Source material:
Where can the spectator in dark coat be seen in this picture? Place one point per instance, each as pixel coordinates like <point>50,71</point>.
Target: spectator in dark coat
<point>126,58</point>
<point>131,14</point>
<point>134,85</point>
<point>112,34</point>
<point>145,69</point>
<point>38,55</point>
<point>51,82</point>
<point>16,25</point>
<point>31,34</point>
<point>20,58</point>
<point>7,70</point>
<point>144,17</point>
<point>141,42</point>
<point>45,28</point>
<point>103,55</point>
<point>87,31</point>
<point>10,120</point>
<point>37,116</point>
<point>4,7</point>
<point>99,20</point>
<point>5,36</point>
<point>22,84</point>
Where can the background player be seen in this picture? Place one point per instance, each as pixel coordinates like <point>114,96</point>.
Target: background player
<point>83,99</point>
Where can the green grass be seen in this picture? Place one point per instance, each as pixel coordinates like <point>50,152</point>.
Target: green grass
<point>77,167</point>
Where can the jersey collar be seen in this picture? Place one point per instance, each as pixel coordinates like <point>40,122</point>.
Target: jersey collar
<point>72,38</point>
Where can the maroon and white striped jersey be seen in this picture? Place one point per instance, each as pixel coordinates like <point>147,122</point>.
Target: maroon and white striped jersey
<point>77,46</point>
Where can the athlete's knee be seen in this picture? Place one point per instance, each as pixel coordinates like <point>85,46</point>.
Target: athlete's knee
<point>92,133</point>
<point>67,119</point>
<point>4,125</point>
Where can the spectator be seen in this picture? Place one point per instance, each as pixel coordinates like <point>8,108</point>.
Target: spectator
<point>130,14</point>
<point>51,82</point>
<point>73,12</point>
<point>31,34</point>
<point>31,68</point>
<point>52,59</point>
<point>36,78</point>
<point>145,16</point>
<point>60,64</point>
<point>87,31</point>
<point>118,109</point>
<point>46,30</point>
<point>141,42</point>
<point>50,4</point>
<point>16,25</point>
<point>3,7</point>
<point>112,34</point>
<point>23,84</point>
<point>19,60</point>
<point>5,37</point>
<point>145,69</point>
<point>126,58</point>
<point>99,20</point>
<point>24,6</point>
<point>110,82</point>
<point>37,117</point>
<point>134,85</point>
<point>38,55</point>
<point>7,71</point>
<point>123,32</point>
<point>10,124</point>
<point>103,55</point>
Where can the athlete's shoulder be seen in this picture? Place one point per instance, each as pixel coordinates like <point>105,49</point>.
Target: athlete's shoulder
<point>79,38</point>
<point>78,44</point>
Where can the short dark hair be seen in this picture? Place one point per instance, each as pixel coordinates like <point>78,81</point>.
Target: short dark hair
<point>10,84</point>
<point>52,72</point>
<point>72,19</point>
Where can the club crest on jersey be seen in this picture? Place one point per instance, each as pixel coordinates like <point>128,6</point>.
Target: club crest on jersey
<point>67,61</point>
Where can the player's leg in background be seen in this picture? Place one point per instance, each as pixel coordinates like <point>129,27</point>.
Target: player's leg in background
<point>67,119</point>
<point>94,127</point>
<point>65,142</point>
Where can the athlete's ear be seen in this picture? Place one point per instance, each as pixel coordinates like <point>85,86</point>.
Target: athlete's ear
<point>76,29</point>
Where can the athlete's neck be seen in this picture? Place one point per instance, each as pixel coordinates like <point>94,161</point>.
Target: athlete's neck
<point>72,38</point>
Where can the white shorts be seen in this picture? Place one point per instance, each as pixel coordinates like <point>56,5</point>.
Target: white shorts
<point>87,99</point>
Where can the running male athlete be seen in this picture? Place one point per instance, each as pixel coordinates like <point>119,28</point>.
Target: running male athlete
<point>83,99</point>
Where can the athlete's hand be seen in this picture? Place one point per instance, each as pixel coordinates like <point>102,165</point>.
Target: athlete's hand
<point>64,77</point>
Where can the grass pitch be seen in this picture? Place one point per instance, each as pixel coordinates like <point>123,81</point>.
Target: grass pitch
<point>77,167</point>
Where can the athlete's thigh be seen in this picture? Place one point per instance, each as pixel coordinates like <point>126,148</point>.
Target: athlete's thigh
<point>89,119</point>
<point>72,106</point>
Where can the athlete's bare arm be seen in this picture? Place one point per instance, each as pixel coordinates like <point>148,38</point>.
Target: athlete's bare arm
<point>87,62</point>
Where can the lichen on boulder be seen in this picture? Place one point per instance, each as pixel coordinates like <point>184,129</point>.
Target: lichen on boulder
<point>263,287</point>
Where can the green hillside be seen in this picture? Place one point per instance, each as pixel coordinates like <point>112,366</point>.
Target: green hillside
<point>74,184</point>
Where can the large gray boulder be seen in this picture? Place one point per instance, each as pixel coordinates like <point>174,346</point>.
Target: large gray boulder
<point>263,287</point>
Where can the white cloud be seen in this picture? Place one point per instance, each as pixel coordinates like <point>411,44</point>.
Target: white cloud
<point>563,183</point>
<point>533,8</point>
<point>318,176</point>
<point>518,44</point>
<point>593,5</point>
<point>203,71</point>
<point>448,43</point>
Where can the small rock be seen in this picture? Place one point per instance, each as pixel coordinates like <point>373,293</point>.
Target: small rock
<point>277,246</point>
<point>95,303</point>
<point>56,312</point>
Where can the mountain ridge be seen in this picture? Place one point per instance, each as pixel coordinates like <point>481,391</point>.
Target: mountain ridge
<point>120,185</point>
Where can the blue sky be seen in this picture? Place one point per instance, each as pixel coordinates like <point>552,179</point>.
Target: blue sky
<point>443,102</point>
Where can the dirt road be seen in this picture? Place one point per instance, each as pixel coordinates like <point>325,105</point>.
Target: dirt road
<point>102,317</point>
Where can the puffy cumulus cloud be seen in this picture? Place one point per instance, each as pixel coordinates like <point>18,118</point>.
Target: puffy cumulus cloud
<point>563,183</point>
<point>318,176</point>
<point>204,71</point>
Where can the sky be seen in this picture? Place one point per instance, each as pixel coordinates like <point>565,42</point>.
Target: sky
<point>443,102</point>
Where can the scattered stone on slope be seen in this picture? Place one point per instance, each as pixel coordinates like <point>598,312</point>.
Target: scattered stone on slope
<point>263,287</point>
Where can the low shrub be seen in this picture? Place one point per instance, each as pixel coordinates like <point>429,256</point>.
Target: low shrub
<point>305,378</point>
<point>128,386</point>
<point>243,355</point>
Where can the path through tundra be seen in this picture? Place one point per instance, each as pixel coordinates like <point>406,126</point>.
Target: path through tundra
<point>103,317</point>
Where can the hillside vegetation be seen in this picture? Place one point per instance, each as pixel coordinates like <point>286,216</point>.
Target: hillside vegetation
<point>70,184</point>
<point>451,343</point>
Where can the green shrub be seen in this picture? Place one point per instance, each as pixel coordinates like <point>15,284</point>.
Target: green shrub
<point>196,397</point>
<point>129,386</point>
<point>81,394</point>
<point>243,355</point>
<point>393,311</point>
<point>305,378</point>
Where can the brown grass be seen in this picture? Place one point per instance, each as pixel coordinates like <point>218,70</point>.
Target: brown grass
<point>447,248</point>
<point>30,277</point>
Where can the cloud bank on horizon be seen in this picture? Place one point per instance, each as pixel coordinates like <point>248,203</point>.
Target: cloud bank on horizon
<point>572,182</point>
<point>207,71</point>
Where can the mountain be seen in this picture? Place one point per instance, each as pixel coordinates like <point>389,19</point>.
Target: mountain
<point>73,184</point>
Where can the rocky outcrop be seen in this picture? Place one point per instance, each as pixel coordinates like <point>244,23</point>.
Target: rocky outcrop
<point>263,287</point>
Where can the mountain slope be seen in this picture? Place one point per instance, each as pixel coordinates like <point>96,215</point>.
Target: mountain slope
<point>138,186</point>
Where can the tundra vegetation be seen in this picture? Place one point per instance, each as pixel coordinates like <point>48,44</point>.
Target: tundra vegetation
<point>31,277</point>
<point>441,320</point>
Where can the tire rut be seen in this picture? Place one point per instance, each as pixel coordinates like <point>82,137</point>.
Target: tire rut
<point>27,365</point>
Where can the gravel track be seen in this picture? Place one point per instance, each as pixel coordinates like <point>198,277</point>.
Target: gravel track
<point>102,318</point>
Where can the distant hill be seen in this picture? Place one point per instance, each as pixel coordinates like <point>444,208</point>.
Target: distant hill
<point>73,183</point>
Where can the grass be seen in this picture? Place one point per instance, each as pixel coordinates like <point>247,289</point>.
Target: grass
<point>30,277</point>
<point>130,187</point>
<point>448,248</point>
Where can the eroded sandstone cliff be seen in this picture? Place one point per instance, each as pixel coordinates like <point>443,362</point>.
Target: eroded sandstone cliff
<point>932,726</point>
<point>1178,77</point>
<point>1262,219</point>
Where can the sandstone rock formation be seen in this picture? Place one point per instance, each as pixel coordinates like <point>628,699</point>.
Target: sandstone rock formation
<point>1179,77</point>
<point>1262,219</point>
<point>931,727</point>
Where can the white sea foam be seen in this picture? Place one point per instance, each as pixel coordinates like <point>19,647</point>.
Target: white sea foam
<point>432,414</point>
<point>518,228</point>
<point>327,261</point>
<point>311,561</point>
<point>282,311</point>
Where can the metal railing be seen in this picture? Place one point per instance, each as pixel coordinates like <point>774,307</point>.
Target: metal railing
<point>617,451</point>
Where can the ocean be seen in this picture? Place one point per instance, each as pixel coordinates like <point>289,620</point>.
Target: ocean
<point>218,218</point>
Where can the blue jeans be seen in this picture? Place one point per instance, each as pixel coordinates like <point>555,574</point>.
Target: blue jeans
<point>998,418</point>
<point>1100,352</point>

Aim:
Update the lines of the items starting at the one containing "Where can the background" and ending at the one containing "<point>78,44</point>", swapping "green grass" for "grass field". Reproduce only those lines, with nothing else altered.

Final result:
Where can the background player be seen in this picture? Place one point per instance, each as pixel coordinates like <point>114,96</point>.
Target: background player
<point>83,99</point>
Where can the grass field be seen in this picture? Place one point per instance, each as pixel coordinates like <point>50,152</point>.
Target: grass field
<point>77,167</point>
Where can the jersey collar be seen in this picture? Place one point per instance, each as pixel coordinates like <point>40,122</point>.
Target: jersey collar
<point>72,38</point>
Where can the maroon and white striped jersey be seen in this picture? Place one point per instance, each as pixel coordinates like <point>147,122</point>.
Target: maroon and white striped jersey
<point>77,46</point>
Where can the athlete's knee be seen in this picture? Place one point per instance, each as pixel coordinates like <point>85,46</point>.
Target: athlete's knee
<point>92,133</point>
<point>67,119</point>
<point>4,125</point>
Where can the spectator be seen in this picture? Place one point per instance, each as pixel coordinates like <point>8,108</point>.
Target: spectator
<point>130,14</point>
<point>51,82</point>
<point>73,12</point>
<point>31,34</point>
<point>31,68</point>
<point>52,59</point>
<point>36,78</point>
<point>145,16</point>
<point>60,64</point>
<point>87,31</point>
<point>118,109</point>
<point>46,30</point>
<point>141,42</point>
<point>50,4</point>
<point>16,25</point>
<point>3,7</point>
<point>112,34</point>
<point>23,84</point>
<point>19,60</point>
<point>5,37</point>
<point>145,69</point>
<point>126,58</point>
<point>99,20</point>
<point>24,6</point>
<point>110,82</point>
<point>37,117</point>
<point>134,85</point>
<point>38,55</point>
<point>7,71</point>
<point>123,32</point>
<point>10,124</point>
<point>103,55</point>
Where can the athlete's shoulder be seen in this picture? Place one point per instance, each as pixel coordinates like <point>105,49</point>.
Target: athlete's shoulder
<point>79,38</point>
<point>78,44</point>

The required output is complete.